Count the lines of the material below that contain the string "bumper", treating uppercase and lowercase letters as different. Reply with the number alone.

— START Data entries —

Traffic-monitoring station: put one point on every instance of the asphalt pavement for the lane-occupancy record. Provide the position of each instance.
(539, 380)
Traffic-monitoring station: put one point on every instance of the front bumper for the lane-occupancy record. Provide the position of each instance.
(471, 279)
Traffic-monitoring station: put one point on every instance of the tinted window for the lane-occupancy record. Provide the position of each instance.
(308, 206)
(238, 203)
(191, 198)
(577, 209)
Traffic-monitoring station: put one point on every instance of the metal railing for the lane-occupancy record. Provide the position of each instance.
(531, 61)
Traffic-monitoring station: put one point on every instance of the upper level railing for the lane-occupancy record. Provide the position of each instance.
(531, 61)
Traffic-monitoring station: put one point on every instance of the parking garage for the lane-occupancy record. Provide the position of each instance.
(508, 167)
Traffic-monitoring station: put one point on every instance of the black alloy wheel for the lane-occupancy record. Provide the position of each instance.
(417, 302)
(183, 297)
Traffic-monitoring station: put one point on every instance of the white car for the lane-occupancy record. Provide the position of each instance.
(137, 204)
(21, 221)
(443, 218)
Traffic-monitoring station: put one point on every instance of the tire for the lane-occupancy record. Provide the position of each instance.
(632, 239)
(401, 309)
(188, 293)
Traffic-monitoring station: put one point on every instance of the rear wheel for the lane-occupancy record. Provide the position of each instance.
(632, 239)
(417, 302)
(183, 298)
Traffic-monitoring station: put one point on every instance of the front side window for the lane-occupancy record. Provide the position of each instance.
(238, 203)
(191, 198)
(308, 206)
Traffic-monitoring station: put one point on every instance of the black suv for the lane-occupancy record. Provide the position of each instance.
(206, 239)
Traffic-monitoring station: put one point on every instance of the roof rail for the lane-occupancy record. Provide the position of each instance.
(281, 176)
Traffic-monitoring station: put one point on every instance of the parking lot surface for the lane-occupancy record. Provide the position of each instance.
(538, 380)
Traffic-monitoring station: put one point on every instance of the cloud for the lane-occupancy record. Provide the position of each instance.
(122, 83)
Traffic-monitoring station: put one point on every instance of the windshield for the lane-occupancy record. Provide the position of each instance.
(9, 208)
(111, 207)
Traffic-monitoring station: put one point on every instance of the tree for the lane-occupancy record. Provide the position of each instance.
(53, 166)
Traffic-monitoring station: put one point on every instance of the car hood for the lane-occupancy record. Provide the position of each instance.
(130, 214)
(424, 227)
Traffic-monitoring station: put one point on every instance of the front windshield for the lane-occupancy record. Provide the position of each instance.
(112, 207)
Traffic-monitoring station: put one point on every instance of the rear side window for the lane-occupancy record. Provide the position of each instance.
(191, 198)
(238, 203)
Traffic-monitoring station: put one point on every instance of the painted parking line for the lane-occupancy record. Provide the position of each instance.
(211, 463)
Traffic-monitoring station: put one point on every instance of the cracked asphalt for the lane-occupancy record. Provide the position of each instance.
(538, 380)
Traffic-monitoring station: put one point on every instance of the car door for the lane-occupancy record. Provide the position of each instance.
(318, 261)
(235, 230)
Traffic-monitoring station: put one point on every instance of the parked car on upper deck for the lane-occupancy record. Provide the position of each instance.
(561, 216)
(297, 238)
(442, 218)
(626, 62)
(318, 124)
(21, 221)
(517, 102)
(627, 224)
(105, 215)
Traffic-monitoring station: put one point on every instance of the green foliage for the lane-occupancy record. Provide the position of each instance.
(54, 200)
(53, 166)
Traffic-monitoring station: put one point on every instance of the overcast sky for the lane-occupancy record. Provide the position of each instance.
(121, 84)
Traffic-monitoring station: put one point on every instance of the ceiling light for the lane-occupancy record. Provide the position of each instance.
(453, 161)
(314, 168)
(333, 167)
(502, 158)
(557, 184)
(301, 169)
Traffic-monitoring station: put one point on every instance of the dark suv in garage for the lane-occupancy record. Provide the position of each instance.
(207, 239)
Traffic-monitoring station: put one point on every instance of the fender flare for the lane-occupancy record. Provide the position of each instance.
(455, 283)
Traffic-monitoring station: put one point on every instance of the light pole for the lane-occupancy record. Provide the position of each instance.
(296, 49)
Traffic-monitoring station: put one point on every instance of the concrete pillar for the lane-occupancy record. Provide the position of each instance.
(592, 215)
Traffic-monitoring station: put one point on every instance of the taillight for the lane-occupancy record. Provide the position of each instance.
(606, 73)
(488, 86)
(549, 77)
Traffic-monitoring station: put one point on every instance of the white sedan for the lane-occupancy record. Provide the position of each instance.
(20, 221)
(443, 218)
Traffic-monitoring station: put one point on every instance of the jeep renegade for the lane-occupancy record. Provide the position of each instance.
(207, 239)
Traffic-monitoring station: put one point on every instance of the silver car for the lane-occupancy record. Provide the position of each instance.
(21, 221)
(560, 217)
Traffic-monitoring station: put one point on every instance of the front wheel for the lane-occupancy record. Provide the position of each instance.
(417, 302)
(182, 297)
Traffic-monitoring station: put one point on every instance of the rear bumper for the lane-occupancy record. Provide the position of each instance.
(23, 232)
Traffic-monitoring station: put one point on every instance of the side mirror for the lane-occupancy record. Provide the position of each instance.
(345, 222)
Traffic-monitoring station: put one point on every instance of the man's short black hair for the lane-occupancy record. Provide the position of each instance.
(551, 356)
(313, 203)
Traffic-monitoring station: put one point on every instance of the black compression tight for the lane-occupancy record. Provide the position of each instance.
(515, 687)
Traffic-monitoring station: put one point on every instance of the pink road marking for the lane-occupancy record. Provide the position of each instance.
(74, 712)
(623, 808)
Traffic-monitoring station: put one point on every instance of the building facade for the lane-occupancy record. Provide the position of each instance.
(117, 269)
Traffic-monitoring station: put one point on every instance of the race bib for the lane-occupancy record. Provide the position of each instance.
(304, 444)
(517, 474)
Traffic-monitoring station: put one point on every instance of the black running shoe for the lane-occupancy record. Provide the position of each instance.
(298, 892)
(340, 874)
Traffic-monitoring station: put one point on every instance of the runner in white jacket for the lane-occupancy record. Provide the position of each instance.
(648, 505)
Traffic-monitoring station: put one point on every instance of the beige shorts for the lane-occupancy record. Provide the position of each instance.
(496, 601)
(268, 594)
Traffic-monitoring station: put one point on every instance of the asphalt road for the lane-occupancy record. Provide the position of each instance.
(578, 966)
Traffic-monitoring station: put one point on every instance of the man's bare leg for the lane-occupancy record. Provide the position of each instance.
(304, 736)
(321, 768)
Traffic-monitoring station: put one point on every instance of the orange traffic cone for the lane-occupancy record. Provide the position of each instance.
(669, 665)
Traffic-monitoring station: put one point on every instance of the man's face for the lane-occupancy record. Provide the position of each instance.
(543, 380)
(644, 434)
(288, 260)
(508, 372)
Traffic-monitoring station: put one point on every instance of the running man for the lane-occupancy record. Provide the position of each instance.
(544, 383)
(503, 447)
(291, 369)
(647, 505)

— END Data entries —
— START Data entries —

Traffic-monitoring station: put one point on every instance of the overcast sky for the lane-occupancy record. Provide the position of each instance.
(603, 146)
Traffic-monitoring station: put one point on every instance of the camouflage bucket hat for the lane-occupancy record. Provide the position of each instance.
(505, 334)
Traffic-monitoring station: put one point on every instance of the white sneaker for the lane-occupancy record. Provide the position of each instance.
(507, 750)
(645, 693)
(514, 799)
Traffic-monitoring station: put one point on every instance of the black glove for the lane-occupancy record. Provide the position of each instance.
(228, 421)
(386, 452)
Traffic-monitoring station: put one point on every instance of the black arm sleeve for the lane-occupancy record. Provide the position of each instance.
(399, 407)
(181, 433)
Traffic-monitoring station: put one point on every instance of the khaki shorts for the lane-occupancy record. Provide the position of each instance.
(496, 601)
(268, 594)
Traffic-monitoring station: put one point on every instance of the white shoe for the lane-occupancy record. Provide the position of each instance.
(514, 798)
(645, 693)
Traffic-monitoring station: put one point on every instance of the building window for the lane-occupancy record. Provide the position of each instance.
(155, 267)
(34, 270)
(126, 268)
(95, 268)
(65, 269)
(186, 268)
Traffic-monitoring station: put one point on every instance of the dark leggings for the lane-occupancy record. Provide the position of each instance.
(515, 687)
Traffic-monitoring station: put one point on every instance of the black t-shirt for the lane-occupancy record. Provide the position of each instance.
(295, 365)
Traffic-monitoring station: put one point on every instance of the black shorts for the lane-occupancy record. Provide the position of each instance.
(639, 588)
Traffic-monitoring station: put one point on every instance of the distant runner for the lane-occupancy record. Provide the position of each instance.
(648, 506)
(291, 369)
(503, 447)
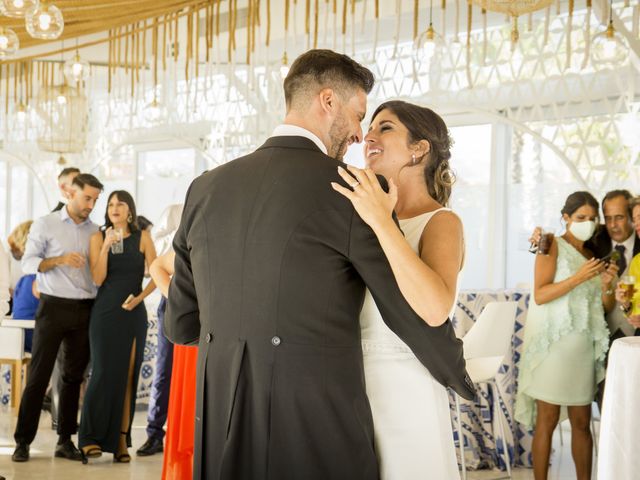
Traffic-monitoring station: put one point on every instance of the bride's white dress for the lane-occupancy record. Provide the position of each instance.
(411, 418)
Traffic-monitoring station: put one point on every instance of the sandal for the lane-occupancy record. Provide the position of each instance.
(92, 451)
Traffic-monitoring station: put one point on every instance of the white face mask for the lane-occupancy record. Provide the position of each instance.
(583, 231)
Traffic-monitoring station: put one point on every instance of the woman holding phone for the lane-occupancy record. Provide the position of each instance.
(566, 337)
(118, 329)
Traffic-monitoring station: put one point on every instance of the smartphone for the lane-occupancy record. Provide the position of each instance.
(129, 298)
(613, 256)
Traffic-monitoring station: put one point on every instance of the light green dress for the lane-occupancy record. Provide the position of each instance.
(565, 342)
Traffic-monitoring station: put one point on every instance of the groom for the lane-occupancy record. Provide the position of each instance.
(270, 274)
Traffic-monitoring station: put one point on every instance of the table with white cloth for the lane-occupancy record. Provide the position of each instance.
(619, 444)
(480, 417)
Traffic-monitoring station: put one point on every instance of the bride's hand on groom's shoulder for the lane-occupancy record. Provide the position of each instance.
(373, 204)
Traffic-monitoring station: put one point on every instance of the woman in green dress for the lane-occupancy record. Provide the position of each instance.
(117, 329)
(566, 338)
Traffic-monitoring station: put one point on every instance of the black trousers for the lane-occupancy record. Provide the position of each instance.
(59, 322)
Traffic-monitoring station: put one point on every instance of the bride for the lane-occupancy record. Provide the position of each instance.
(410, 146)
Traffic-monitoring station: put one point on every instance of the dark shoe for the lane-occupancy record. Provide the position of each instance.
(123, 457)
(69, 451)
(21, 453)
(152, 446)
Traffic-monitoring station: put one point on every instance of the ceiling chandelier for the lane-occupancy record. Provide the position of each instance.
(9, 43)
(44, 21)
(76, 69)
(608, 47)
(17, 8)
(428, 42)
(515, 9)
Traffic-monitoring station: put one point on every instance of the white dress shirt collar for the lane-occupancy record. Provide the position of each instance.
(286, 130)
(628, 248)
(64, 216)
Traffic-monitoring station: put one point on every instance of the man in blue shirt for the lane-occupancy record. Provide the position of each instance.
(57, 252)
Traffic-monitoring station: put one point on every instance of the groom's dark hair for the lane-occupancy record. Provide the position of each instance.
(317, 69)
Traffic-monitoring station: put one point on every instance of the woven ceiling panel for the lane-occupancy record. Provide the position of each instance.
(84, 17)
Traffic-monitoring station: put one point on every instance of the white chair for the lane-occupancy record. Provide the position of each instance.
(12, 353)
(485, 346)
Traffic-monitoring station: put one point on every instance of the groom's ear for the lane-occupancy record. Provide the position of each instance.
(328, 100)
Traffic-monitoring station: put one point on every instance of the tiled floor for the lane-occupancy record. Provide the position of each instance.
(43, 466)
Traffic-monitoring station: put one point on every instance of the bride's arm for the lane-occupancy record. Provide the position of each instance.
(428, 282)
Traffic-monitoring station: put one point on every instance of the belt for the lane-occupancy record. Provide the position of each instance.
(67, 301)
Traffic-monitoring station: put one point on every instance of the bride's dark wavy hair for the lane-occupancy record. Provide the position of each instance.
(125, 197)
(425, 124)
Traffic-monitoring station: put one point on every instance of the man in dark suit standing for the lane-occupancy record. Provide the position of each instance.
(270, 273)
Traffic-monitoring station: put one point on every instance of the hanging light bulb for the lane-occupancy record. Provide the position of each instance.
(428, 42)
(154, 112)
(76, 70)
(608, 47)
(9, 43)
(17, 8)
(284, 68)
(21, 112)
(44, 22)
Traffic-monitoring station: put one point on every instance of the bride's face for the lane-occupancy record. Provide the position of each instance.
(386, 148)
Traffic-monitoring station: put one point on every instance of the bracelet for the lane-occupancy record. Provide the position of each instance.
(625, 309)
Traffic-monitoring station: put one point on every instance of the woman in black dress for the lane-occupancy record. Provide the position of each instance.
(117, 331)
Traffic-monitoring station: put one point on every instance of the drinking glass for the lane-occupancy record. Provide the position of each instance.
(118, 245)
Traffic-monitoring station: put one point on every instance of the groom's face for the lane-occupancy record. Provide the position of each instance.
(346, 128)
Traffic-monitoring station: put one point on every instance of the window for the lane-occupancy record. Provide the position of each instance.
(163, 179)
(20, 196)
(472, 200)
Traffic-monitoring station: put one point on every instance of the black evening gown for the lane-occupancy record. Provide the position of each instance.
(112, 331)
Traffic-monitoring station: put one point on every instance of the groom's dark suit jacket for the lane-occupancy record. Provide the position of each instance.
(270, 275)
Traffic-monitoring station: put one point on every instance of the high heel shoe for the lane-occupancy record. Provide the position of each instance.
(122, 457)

— END Data entries —

__Correct output__. 2